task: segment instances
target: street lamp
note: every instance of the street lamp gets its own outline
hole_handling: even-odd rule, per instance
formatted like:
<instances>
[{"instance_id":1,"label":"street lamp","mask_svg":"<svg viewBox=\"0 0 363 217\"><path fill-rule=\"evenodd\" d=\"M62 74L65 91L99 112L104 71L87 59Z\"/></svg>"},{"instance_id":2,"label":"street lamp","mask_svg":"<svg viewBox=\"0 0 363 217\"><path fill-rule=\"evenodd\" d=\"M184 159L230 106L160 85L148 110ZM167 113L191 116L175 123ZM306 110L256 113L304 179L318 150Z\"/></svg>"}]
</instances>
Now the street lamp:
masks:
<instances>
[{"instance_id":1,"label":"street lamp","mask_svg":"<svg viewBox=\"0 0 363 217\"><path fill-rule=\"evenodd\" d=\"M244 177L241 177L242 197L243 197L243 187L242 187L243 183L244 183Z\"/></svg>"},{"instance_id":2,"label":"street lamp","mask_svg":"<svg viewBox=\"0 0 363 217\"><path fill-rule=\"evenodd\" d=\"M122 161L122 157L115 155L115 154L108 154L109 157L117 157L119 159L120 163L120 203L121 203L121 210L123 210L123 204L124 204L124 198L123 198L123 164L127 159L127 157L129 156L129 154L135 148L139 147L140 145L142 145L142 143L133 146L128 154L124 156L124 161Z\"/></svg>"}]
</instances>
————
*INSTRUCTIONS TO FOLLOW*: Rewrite all of the material above with "outline" changed to "boundary" and nothing else altered.

*ANSWER FOR THE TASK*:
task: segment instances
target: street lamp
note: every instance of the street lamp gets its own boundary
hole_handling: even-odd rule, per instance
formatted like:
<instances>
[{"instance_id":1,"label":"street lamp","mask_svg":"<svg viewBox=\"0 0 363 217\"><path fill-rule=\"evenodd\" d=\"M62 74L65 91L99 112L104 71L87 59Z\"/></svg>"},{"instance_id":2,"label":"street lamp","mask_svg":"<svg viewBox=\"0 0 363 217\"><path fill-rule=\"evenodd\" d=\"M184 159L230 106L160 85L148 110ZM167 113L191 116L175 123ZM306 110L256 113L304 179L318 150Z\"/></svg>"}]
</instances>
Now the street lamp:
masks:
<instances>
[{"instance_id":1,"label":"street lamp","mask_svg":"<svg viewBox=\"0 0 363 217\"><path fill-rule=\"evenodd\" d=\"M244 177L241 177L242 197L243 197L243 187L242 187L243 183L244 183Z\"/></svg>"},{"instance_id":2,"label":"street lamp","mask_svg":"<svg viewBox=\"0 0 363 217\"><path fill-rule=\"evenodd\" d=\"M122 161L122 157L115 155L115 154L108 154L109 157L117 157L119 159L120 163L120 203L121 203L121 210L123 210L123 204L124 204L124 198L123 198L123 164L127 159L127 157L129 156L129 154L135 148L139 147L140 145L142 145L142 143L133 146L128 154L124 156L124 161Z\"/></svg>"}]
</instances>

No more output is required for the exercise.